### Aim
Print all of the material below line for line, changing nothing.
________
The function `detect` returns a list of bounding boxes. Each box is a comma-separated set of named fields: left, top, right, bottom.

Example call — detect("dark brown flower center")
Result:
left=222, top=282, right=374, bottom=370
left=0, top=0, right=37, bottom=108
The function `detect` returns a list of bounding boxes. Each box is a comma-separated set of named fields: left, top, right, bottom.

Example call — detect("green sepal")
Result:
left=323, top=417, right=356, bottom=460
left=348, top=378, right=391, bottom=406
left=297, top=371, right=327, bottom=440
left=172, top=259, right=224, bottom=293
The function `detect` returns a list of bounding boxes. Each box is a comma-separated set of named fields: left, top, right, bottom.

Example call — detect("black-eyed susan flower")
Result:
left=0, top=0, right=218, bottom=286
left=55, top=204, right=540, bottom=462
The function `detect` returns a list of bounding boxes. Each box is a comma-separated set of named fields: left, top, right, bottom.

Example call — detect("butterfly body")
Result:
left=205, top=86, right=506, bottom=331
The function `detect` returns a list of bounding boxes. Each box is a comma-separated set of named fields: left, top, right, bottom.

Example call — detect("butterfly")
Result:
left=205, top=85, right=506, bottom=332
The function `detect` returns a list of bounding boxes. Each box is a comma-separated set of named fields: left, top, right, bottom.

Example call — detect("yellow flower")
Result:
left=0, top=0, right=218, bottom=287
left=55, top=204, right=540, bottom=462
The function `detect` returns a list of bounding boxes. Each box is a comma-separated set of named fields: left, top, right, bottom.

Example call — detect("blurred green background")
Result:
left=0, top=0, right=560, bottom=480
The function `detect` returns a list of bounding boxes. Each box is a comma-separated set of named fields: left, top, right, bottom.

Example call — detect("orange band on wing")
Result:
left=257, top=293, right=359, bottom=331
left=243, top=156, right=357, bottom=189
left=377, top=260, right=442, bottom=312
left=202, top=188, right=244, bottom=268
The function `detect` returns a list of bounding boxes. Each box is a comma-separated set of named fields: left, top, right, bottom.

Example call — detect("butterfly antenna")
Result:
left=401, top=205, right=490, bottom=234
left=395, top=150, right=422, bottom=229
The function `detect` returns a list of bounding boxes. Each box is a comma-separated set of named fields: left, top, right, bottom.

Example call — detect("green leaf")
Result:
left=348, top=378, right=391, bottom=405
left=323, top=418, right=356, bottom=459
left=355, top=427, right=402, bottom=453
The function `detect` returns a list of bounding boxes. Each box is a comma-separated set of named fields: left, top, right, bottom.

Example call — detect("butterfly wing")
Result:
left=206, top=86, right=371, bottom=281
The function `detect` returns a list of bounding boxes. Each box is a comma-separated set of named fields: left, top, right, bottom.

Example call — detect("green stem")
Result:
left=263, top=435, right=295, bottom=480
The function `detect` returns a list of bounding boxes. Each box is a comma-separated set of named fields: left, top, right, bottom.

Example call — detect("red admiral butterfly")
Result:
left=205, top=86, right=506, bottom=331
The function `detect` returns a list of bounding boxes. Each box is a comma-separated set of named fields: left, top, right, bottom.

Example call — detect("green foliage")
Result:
________
### Response below
The function `detect` returns a list of bounding boxes. Each box is a comma-separated set of named fields: left, top, right, bottom.

Example call — detect("dark brown flower center")
Result:
left=222, top=282, right=374, bottom=370
left=0, top=0, right=37, bottom=108
The function `detect` returns a list of bounding boxes. Each box is a comma-separated set of named fields: left, top, right, bottom.

Example call — detect("green sepal")
Result:
left=323, top=417, right=356, bottom=460
left=348, top=378, right=391, bottom=406
left=297, top=371, right=327, bottom=440
left=172, top=259, right=224, bottom=293
The function `detect` returns a list of bounding boxes. Each box is a comma-separated set of named fields: left, top, right, bottom.

Example call — detect("black-eyed susan flower")
Result:
left=0, top=0, right=218, bottom=286
left=55, top=204, right=540, bottom=462
The function `detect` returns a list of bounding boxes. Each box is a comma-separated set of named fields: left, top, right, bottom.

Example call — detect("butterfly body")
Result:
left=205, top=86, right=506, bottom=331
The function `detect` returns a list of bounding boxes. Each box is a comma-separated set of named fields: left, top, right, bottom.

Example call — detect("butterfly")
Result:
left=205, top=85, right=506, bottom=332
The function `detect` returns a list of bounding boxes. Each box is a comma-separated set of named fields: left, top, right, bottom.

Example call — detect("yellow flower")
Result:
left=0, top=0, right=218, bottom=287
left=55, top=204, right=540, bottom=462
The function `detect` returns a list of bounding boxes. Each box is a comma-separated set of named fields: left, top, right, bottom.

Example call — detect("blurred green background")
Result:
left=0, top=0, right=560, bottom=480
The function `detect` returns a list of bounding boxes. Each box is a comma-separated set of named fields: left, top, right, bottom.

Example call — detect("orange band on wing")
Result:
left=257, top=293, right=359, bottom=331
left=243, top=156, right=357, bottom=189
left=377, top=260, right=442, bottom=312
left=202, top=188, right=244, bottom=268
The function `detect` returns a list of bounding boxes. Each box is a comma-separated set of named fields: left, top, right, bottom.

Example call — detect("butterfly antenna")
Result:
left=401, top=205, right=490, bottom=234
left=395, top=150, right=422, bottom=229
The function `detect` returns a list of bounding boxes. Each box is a comma-separated set of named fields: left, top, right, bottom.

Example call — detect("green leaf")
Result:
left=348, top=378, right=391, bottom=405
left=323, top=418, right=356, bottom=459
left=355, top=427, right=402, bottom=453
The function `detect` returns a list of bounding boxes. Each box is a comma-separated set of named fields: left, top, right, bottom.

Example call — detect("butterfly wing")
Result:
left=206, top=86, right=371, bottom=281
The function `detect` returns a list of bounding boxes. Each box is a comma-separated set of named fields: left, top, right, bottom.

Example call — detect("green stem")
Result:
left=263, top=435, right=295, bottom=480
The function `detect` returns a list of bounding boxes. Each box is a comma-separated set of named fields: left, top, right, bottom.

Example call — detect("red admiral butterfly")
Result:
left=205, top=86, right=506, bottom=331
The function `detect` returns a list of bounding boxes. Each box is a comma-separated set of named fields: left, top, right, bottom.

Example call — detect("green foliage")
Result:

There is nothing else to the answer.